GIVEN REQUEST: Render the lines as a Markdown table with the columns "Row" and "Line", starting with the line that contains "Reviewer note: confirm that each instance of the hillside" and going on through the line that contains "column 87, row 138". Skip blank lines and leave the pictures out.

INFORMATION SUPPLIED:

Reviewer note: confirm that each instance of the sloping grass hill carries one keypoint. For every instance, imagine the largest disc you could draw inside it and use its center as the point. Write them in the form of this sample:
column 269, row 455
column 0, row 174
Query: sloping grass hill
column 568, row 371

--

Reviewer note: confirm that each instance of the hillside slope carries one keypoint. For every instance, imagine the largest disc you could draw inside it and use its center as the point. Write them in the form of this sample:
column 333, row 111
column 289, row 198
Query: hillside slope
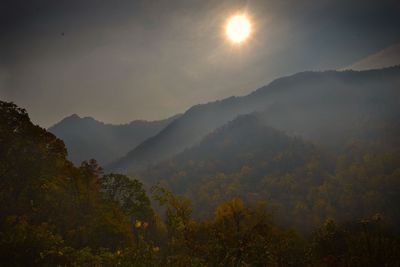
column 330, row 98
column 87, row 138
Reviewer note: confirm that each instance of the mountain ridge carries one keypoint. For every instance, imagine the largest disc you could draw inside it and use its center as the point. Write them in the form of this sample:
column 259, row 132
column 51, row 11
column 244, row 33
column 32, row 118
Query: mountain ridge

EXERCISE SOLUTION:
| Row | Line |
|---|---|
| 1 | Reviewer note: confirm that each instance of the hillside slope carries one keypoint. For every instance, imagine the largest disc you could draw inside it and use its center as the point. Write them in the form of this sample: |
| 2 | column 333, row 111 |
| 3 | column 289, row 198 |
| 4 | Query: hillside slope |
| 5 | column 330, row 98 |
| 6 | column 87, row 138 |